Segment Start: DATA SUPPLIED

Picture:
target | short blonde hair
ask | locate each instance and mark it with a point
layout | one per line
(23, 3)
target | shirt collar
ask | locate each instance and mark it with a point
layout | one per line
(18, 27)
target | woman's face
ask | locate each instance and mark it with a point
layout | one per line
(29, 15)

Segment End: DATA SUPPLIED

PROBLEM DESCRIPTION: Reproduce each line of the data containing the word "target".

RESPONSE:
target | short blonde hair
target | shirt collar
target | woman's face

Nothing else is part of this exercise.